About this exercise: Please read the article on Canada's economy below and state the annualized rate at which the country's gross domestic product fell in the first three months of the year.

Passage:
>>>>

A lone person walks the empty streets and shuttered shops in Kensington Market in Toronto on April 15, 2020. Like the first three months of 2020, April will likely prove itself more than just a tad cruel. (THE CANADIAN PRESS/Nathan Denette)

Canada’s economy takes its biggest dip since the 2009 financial crisis

New data from Statistics Canada shows Canada’s economy suffered its sharpest quarterly drop since the 2009 financial crisis in the first three months of this year.

Gross domestic product dropped at an annualized 8.2 per cent.

Economists had anticipated a 10 per cent decline.

The agency also released preliminary estimates for April that show an 11 per cent plunge in output, versus a 7.2 per cent drop in March when coronavirus restrictions were first imposed halfway through the month.

Statistics Canada building and signs are pictured in Ottawa on July 3, 2019. While the agency sure looks pretty on the outside, those economic numbers the agency is punching will not be winning any beauty contests. (THE CANADIAN PRESS/Sean Kilpatrick)

The new figures come a week after Statistics Canada reported that retail sales fell 10 per cent in March as non-essential business began shutting their doors in the middle of the month due to the COVID-19 pandemic — a plunge that was more than twice as bad as the previous record of 4.5 per cent, set in February 1998.

The 8.2 per cent pace of contraction, the CBC’s Pete Evans reports, puts Canada right in the middle of its G7 peers. 

Minister of Finance Bill Morneau speaks at an Economic Club breakfast in Calgary, Feb. 10, 2020. (THE CANADIAN PRESS/Todd Korol)

Canada’s economy did worse than Japan’s, which shrank at a 3.4 per cent pace in the first quarter. 

But Canada fared much better than Italy and France, which saw their economies shrink at paces of 17.7  and  21.4 per cent in the same period.

Real GDP in the United States fell 5 per cent, the statistical agency said.

Evan notes that while the vast majority of the contraction came in March when the pandemic hit, January and February’s numbers weren’t overly strong to begin with, due to pre-existing drags such as rail blockades across the country, and a teacher strike in Ontario in February.

<<<<

Source material:
>>>>

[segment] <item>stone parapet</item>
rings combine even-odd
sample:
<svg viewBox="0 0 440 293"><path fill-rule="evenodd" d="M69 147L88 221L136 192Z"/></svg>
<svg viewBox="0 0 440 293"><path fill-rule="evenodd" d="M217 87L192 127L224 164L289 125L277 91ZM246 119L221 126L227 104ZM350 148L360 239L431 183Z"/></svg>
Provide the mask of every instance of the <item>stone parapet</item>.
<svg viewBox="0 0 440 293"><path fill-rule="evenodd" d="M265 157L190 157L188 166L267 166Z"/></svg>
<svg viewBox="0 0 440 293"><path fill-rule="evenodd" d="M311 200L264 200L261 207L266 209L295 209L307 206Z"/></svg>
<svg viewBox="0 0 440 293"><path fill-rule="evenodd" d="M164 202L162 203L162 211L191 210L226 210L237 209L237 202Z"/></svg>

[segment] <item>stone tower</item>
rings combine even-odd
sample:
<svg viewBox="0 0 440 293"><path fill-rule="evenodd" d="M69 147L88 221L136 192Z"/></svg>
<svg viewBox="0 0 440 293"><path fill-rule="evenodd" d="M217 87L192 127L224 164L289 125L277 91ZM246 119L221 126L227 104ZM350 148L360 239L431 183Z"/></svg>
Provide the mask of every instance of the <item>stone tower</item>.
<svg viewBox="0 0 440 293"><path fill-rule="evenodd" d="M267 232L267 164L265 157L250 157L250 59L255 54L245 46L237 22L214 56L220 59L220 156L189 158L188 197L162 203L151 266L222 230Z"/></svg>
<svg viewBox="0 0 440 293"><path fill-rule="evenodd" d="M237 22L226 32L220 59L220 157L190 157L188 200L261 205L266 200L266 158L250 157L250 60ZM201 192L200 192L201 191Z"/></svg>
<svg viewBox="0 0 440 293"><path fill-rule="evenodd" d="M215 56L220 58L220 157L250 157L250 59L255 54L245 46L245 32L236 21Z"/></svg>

<<<<

Response to this task: It fell at an annualized 8.2 percent.